The reply must consist of the entire listing, reproduced exactly.
━━━━━━
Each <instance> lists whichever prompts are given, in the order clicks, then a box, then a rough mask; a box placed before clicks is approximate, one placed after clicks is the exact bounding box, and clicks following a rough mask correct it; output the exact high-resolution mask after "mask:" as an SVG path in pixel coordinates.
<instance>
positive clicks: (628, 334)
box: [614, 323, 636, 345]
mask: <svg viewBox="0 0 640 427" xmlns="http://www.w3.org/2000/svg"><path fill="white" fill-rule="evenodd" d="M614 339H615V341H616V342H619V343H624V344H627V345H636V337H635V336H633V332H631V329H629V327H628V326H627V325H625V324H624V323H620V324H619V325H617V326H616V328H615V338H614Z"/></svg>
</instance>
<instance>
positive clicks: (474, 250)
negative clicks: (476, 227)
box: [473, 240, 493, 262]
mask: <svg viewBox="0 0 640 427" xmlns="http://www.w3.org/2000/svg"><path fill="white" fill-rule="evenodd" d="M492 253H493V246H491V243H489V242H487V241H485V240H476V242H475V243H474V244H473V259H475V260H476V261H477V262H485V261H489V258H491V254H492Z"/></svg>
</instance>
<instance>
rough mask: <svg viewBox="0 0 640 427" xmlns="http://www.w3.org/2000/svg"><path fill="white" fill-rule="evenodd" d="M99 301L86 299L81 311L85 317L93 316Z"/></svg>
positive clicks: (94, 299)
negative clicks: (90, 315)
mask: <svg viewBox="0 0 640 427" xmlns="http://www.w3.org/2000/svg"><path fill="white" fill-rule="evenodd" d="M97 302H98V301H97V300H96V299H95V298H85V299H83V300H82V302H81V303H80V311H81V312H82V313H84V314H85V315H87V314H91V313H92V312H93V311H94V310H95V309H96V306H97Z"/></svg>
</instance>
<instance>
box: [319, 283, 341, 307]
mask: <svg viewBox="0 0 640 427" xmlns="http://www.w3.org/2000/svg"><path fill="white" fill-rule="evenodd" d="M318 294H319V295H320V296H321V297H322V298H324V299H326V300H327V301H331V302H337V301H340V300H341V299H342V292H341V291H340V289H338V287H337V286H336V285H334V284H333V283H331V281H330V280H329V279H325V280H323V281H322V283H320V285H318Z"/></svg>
━━━━━━
# RESULT FOR THIS TASK
Each <instance> lists whichever prompts are given, in the order clicks, then a box, then a rough mask; a box placed before clicks is approximate, one placed after clicks is the exact bounding box, and clicks following a rough mask correct it; output the exact high-resolution mask after "mask:" as an SVG path in pixel coordinates.
<instance>
positive clicks: (628, 334)
box: [614, 323, 636, 345]
mask: <svg viewBox="0 0 640 427" xmlns="http://www.w3.org/2000/svg"><path fill="white" fill-rule="evenodd" d="M614 339H615V341H616V342H619V343H624V344H627V345H636V337H635V336H633V332H631V329H629V327H628V326H627V325H625V324H624V323H620V324H619V325H617V326H616V328H615V338H614Z"/></svg>
</instance>
<instance>
positive clicks: (474, 250)
negative clicks: (476, 227)
box: [473, 240, 493, 262]
mask: <svg viewBox="0 0 640 427" xmlns="http://www.w3.org/2000/svg"><path fill="white" fill-rule="evenodd" d="M492 253H493V246H491V243H489V242H487V241H485V240H476V242H475V243H474V244H473V259H475V260H476V261H477V262H485V261H489V258H491V254H492Z"/></svg>
</instance>
<instance>
rough mask: <svg viewBox="0 0 640 427" xmlns="http://www.w3.org/2000/svg"><path fill="white" fill-rule="evenodd" d="M99 301L86 299L81 311L85 317L93 316Z"/></svg>
positive clicks: (94, 299)
negative clicks: (90, 315)
mask: <svg viewBox="0 0 640 427" xmlns="http://www.w3.org/2000/svg"><path fill="white" fill-rule="evenodd" d="M97 302H98V301H97V300H96V299H95V298H85V299H83V300H82V302H81V303H80V311H81V312H82V313H84V314H85V315H87V314H91V313H92V312H93V311H94V310H95V309H96V306H97Z"/></svg>
</instance>
<instance>
box: [319, 283, 341, 307]
mask: <svg viewBox="0 0 640 427" xmlns="http://www.w3.org/2000/svg"><path fill="white" fill-rule="evenodd" d="M318 294H319V295H320V296H321V297H322V298H324V299H326V300H327V301H331V302H337V301H340V300H341V299H342V292H341V291H340V289H338V287H337V286H336V285H334V284H333V283H331V281H330V280H329V279H325V280H323V281H322V283H320V285H318Z"/></svg>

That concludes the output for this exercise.